**ASSIGNMENT**
Repeat the data exactly, leaving out any image.

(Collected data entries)
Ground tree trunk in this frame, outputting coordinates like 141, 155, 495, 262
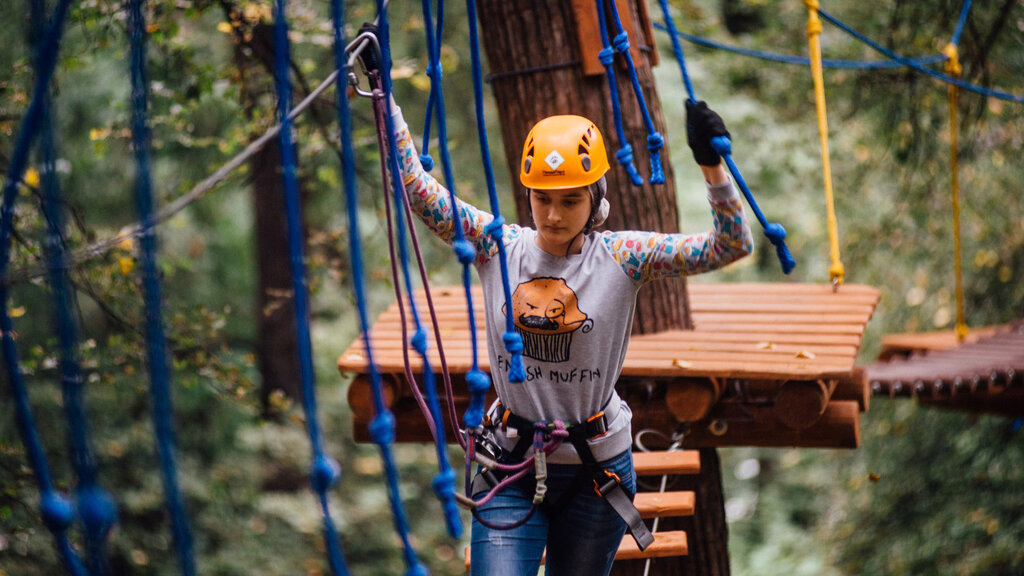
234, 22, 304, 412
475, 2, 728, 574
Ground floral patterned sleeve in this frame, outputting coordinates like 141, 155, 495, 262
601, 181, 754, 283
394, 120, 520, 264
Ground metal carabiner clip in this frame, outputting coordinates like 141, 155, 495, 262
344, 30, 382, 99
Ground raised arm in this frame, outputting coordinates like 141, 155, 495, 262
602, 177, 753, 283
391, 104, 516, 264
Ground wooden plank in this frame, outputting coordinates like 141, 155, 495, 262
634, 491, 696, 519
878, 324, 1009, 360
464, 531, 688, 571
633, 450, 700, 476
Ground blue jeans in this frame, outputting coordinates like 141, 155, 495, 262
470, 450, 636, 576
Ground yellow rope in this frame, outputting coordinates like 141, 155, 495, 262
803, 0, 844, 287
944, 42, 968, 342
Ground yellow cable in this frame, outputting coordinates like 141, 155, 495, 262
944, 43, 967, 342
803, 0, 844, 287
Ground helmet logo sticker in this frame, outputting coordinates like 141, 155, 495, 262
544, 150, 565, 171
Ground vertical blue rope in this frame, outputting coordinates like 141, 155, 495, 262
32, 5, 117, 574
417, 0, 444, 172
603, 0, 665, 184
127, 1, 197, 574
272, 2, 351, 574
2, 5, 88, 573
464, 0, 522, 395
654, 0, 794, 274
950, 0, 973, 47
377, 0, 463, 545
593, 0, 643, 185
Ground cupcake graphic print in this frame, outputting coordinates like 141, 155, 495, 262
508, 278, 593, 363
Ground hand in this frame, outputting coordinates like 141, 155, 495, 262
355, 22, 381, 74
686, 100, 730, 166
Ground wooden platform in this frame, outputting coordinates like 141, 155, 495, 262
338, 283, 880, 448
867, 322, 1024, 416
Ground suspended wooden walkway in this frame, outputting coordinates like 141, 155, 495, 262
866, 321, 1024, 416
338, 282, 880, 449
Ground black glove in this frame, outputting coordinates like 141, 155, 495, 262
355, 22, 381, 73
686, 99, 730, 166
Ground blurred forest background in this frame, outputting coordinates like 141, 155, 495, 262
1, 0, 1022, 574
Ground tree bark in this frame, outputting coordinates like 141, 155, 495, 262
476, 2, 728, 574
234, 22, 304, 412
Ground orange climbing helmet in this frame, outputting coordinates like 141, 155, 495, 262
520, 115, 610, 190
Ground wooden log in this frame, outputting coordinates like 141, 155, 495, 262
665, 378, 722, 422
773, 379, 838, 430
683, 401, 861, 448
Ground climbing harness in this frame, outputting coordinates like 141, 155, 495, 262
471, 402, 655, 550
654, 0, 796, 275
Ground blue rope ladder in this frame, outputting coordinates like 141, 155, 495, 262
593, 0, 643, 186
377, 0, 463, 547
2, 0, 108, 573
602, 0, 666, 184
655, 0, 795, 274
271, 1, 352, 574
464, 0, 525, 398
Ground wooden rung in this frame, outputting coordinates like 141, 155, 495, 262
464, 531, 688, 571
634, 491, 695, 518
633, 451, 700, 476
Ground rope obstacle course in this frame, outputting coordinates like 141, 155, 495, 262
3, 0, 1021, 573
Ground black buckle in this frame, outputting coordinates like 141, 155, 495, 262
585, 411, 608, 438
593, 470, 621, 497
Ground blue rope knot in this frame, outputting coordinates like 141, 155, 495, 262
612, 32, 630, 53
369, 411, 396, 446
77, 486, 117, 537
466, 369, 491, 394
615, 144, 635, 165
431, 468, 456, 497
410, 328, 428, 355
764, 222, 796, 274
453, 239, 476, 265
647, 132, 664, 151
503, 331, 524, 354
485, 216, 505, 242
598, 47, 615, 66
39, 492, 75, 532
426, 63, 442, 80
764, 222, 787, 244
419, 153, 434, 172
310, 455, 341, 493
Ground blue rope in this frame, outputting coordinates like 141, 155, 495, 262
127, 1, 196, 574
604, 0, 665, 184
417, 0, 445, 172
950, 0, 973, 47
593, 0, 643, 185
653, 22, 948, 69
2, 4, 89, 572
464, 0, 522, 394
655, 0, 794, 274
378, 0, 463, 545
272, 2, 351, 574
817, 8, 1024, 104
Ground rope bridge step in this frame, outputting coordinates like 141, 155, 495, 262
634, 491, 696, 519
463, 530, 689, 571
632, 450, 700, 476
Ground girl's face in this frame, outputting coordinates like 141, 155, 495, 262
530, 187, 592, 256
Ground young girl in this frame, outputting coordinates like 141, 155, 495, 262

**EXERCISE RESULT**
Ground tree trunk in this frame, outputting coordinates like 141, 155, 495, 262
234, 22, 304, 412
475, 2, 728, 574
Ground floral patterned sleeve in this frame, outputting coordinates like 141, 155, 495, 262
601, 181, 754, 283
394, 120, 520, 264
Ground metal carabiner clip in this frame, outputting coordinates like 141, 155, 495, 262
344, 30, 382, 99
Ground raised arm in this frame, outputting coordinates like 141, 155, 495, 262
602, 177, 753, 283
391, 104, 516, 264
Ground wooden plank in this frame, outputting coordinates like 141, 155, 495, 262
634, 491, 696, 519
878, 324, 1009, 360
464, 531, 688, 571
633, 450, 700, 476
Ground blue jeans in this frame, outputting coordinates like 141, 155, 495, 262
470, 450, 636, 576
Ground yellow rope in this frame, outputting coordinates like 141, 155, 495, 262
803, 0, 844, 287
944, 42, 968, 342
Ground yellow cable in this frame, outputting coordinates like 141, 155, 495, 262
944, 43, 967, 342
803, 0, 844, 287
Ground helmet logo sticker in this frame, outputting coordinates like 141, 155, 495, 262
544, 150, 565, 171
Ground vertical blue rope in this frame, outputting coordinates like 141, 155, 495, 262
32, 5, 117, 574
417, 0, 444, 172
603, 0, 665, 184
127, 1, 197, 574
272, 2, 351, 574
2, 5, 88, 573
464, 0, 522, 395
654, 0, 794, 274
950, 0, 973, 47
377, 0, 463, 545
593, 0, 643, 185
Ground cupcake graphic print in this frame, outputting coordinates like 141, 155, 495, 262
508, 278, 593, 363
Ground hand in this frame, outputting coordinates like 141, 155, 495, 262
355, 22, 381, 74
686, 100, 730, 166
Ground wooden platform in this frame, outputting coordinates like 141, 155, 495, 262
338, 283, 880, 448
867, 322, 1024, 416
Ground suspended wooden walkway in this frame, outputting coordinates like 141, 155, 495, 262
866, 321, 1024, 416
338, 282, 880, 449
Ground black glove in this frame, outputting coordinates like 141, 155, 495, 262
355, 22, 381, 73
686, 99, 730, 166
Ground blurred forest background in this frame, outputting coordinates like 141, 155, 495, 262
1, 0, 1022, 574
Ground tree bark in this frame, outputting coordinates like 141, 155, 495, 262
476, 2, 728, 574
234, 22, 304, 412
Ground orange climbing helmet in this frame, outputting coordinates like 141, 155, 495, 262
520, 115, 610, 190
Ground wooden log in this frame, outputting coordinates like 141, 155, 495, 262
665, 378, 722, 422
773, 379, 838, 430
683, 401, 861, 448
Ground climbing harness in this frame, outputting coordinates like 141, 155, 495, 262
471, 402, 655, 550
654, 0, 796, 275
Ground blue rope ladder in this frame, outputting coordinates like 141, 155, 495, 262
593, 0, 643, 186
377, 0, 463, 547
2, 0, 108, 573
602, 0, 666, 184
655, 0, 795, 274
271, 1, 352, 574
464, 0, 525, 398
Ground wooden rung in this frame, outputting coordinates like 141, 155, 495, 262
464, 531, 688, 571
634, 491, 695, 518
633, 451, 700, 476
Ground rope obstacle course in this frame, outputting coordinates like 141, 155, 495, 262
3, 0, 1021, 573
Ground black buckle in this frame, outputting coordinates like 141, 155, 495, 262
585, 411, 608, 438
593, 470, 621, 497
Ground blue rope knot in this frame, outputting coordinates like 141, 155, 495, 262
612, 32, 630, 53
369, 411, 396, 446
77, 486, 117, 537
466, 369, 491, 394
615, 144, 635, 165
431, 468, 456, 497
410, 328, 428, 355
764, 222, 796, 274
453, 239, 476, 265
647, 132, 664, 151
503, 331, 524, 354
485, 216, 505, 242
598, 47, 615, 66
39, 492, 75, 532
426, 63, 442, 80
764, 222, 787, 244
419, 153, 434, 172
310, 455, 341, 493
Ground blue rope in this frame, outputting coordinates like 141, 155, 495, 262
127, 1, 196, 574
604, 0, 665, 184
417, 0, 445, 172
950, 0, 973, 47
593, 0, 643, 185
653, 22, 948, 69
2, 4, 89, 572
464, 0, 522, 394
655, 0, 794, 274
378, 0, 463, 545
272, 2, 351, 574
817, 8, 1024, 104
Ground rope bridge step in this frame, outputting coordinates like 141, 155, 495, 262
634, 491, 696, 519
463, 530, 689, 571
632, 450, 700, 476
Ground girl's face in this frame, outputting coordinates like 141, 155, 495, 262
530, 187, 592, 256
Ground young girl in this frame, outputting coordinates like 141, 155, 495, 262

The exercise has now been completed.